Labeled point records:
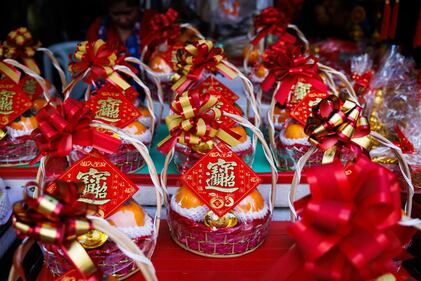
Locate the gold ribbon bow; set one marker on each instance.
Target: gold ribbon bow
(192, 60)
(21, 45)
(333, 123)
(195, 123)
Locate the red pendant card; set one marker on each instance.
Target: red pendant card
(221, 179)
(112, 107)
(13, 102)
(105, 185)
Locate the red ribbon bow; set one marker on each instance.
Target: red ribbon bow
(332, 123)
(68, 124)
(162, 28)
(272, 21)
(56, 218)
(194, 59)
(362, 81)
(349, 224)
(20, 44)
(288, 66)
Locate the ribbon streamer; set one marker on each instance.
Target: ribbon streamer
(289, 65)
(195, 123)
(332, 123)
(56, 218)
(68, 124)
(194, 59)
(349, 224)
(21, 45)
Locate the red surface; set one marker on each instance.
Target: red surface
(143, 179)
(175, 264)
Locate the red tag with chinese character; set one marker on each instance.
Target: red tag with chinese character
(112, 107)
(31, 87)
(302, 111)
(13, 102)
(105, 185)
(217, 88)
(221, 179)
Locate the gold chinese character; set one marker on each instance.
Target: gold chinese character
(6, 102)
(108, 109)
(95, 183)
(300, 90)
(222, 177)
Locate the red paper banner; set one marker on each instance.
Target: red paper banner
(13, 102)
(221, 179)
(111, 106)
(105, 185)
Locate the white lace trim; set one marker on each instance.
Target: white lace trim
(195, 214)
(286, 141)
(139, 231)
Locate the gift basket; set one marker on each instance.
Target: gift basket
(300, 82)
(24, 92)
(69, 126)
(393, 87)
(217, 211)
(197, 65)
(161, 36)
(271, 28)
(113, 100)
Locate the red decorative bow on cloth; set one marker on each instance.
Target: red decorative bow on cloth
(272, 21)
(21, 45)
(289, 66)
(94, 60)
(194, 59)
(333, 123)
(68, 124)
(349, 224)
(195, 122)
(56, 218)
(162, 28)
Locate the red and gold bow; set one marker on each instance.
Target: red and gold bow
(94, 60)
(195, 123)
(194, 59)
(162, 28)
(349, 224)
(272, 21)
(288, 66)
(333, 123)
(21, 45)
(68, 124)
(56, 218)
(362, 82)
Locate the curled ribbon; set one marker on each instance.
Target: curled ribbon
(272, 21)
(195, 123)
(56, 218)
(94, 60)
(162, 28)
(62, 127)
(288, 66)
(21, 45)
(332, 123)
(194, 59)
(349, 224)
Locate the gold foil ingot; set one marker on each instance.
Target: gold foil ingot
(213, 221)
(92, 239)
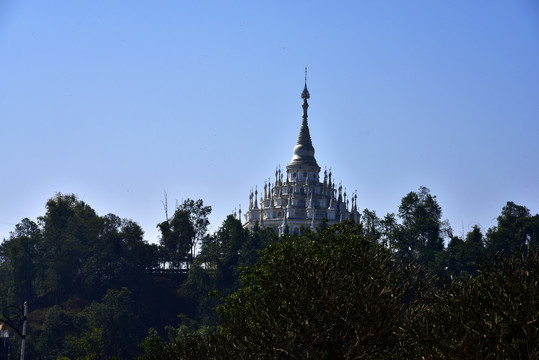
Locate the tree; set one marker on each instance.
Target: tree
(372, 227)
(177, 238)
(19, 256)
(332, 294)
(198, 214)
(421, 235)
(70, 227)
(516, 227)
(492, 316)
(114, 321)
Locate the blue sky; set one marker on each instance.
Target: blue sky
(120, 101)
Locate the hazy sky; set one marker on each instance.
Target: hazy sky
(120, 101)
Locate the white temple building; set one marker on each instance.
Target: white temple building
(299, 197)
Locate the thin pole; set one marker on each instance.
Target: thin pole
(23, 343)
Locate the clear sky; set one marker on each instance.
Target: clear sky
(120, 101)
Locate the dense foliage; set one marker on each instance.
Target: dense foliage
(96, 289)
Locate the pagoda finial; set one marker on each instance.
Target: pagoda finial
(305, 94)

WHAT YOU WILL DO — Please rewrite the material above as a numbered list with one entry per line and no blank lines. Leave the pictures out.

RESULT BELOW —
1. Locate the gold ribbon bow; set one marker on each instance.
2. Target: gold ribbon bow
3. (192, 60)
4. (21, 45)
5. (333, 123)
6. (195, 123)
7. Locate the red pendant card; set one marker on each instance.
8. Target: red pendant card
9. (221, 179)
10. (112, 107)
11. (13, 102)
12. (105, 185)
13. Locate the red ribbon bow; set one marker on each instance.
14. Target: red ribbon bow
15. (332, 123)
16. (68, 124)
17. (162, 28)
18. (272, 21)
19. (56, 218)
20. (194, 59)
21. (362, 81)
22. (349, 224)
23. (20, 44)
24. (288, 66)
25. Locate the ribbon streamer; set one marker on each instance.
26. Target: ribbon streamer
27. (289, 65)
28. (195, 123)
29. (332, 123)
30. (56, 218)
31. (68, 124)
32. (194, 59)
33. (349, 224)
34. (21, 45)
35. Locate the red surface; set one marker on each instance.
36. Target: red surface
37. (143, 179)
38. (175, 264)
39. Locate the red tag with chinese character; set one marker on each instance.
40. Target: red tag with chinese character
41. (112, 107)
42. (31, 87)
43. (302, 111)
44. (13, 102)
45. (105, 185)
46. (217, 88)
47. (221, 179)
48. Locate the gold chinese character; set one marker on each instance.
49. Target: gold chinese character
50. (6, 102)
51. (108, 109)
52. (95, 183)
53. (300, 90)
54. (222, 177)
55. Locate the red paper banner; set one marker on each instance.
56. Target: red paper banner
57. (13, 102)
58. (221, 179)
59. (111, 106)
60. (105, 185)
61. Locate the white lace trim; set one marker on each instance.
62. Target: white lace trim
63. (195, 214)
64. (286, 141)
65. (139, 231)
66. Locate the gift basket; set one marker on each instance.
67. Target: gift basket
68. (300, 82)
69. (24, 92)
70. (69, 126)
71. (393, 87)
72. (217, 211)
73. (197, 65)
74. (161, 36)
75. (271, 28)
76. (113, 100)
77. Locate the red decorative bow on cloth; set one marker on each instance.
78. Target: red decorative bow on cloth
79. (272, 21)
80. (21, 45)
81. (289, 66)
82. (94, 60)
83. (194, 59)
84. (333, 123)
85. (68, 124)
86. (349, 224)
87. (195, 122)
88. (56, 218)
89. (162, 28)
90. Locate the red and gold bow; set one marker on each instance.
91. Target: red and gold bow
92. (94, 60)
93. (195, 123)
94. (194, 59)
95. (162, 28)
96. (349, 224)
97. (272, 21)
98. (288, 66)
99. (333, 123)
100. (21, 45)
101. (68, 124)
102. (56, 218)
103. (362, 82)
104. Locate the curled ribbon; set one marker on each instance.
105. Target: curled ribbon
106. (272, 21)
107. (195, 123)
108. (56, 218)
109. (94, 60)
110. (162, 28)
111. (62, 127)
112. (288, 66)
113. (21, 45)
114. (332, 123)
115. (194, 59)
116. (349, 224)
117. Locate the gold foil ingot; set one marker on each instance.
118. Target: gold foil ingot
119. (213, 221)
120. (92, 239)
121. Locate the tree; set one marker on each instance.
122. Target: tree
123. (372, 227)
124. (177, 238)
125. (19, 256)
126. (332, 294)
127. (198, 214)
128. (421, 235)
129. (70, 227)
130. (516, 227)
131. (492, 316)
132. (114, 321)
133. Locate the blue sky; set one marker on each instance.
134. Target: blue sky
135. (120, 101)
136. Locate the hazy sky; set one marker on each instance.
137. Target: hazy sky
138. (120, 101)
139. Locate the white temple building; set one marker on each instance.
140. Target: white temple building
141. (299, 197)
142. Locate the thin pole; set one marker on each instance.
143. Target: thin pole
144. (23, 343)
145. Locate the clear sky; set one marker on each instance.
146. Target: clear sky
147. (120, 101)
148. Locate the dense foliage; set one marker on each instance.
149. Target: dense foliage
150. (96, 289)
151. Locate the pagoda finial; set one marker on each instance.
152. Target: pagoda finial
153. (305, 94)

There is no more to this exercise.